## [WHAT NEEDS TO BE DONE]
Search for the word "pole" in the entries. Each line that holds it should be copied.

[Stored data]
○ ○ ○ ○
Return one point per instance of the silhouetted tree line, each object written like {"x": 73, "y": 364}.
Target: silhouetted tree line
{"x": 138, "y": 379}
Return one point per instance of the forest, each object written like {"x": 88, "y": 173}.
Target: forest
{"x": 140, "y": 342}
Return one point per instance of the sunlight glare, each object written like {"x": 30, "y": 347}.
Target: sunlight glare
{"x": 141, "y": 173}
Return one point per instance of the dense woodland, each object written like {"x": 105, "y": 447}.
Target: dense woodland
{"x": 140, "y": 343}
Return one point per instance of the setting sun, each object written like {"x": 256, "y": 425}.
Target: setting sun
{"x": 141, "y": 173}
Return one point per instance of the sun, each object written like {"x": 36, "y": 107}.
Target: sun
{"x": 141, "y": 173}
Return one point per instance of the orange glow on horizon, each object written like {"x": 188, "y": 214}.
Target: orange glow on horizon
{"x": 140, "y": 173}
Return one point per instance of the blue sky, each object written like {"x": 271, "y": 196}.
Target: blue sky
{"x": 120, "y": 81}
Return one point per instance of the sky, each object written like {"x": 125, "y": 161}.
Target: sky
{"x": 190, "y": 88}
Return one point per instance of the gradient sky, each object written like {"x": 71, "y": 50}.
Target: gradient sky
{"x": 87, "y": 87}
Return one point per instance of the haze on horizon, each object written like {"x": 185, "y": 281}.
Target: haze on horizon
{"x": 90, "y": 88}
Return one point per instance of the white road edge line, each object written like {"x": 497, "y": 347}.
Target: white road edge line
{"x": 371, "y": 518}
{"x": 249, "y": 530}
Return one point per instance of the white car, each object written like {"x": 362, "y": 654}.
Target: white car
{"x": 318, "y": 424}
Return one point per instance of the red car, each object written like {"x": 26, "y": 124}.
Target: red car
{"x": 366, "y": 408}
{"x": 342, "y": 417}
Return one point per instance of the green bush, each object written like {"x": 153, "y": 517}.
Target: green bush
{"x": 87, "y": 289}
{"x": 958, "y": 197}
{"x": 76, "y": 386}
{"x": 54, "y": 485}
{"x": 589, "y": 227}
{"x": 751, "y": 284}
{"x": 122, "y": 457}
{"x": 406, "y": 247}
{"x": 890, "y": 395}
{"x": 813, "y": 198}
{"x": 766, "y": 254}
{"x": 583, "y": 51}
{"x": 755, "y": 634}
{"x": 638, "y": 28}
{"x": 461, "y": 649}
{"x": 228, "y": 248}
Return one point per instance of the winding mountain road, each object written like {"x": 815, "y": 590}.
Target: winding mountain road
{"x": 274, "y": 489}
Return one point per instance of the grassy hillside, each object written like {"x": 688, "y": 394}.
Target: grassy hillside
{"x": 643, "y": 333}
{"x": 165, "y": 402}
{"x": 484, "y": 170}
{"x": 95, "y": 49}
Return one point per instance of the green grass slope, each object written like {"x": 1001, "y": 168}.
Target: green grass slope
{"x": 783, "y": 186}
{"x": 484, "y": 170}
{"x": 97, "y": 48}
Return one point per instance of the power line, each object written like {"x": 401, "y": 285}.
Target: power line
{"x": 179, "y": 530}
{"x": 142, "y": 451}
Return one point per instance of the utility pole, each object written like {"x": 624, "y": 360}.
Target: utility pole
○ ○ ○ ○
## [WRITTEN SOLUTION]
Return one point per instance of the utility pole, each object written like {"x": 624, "y": 360}.
Target: utility pole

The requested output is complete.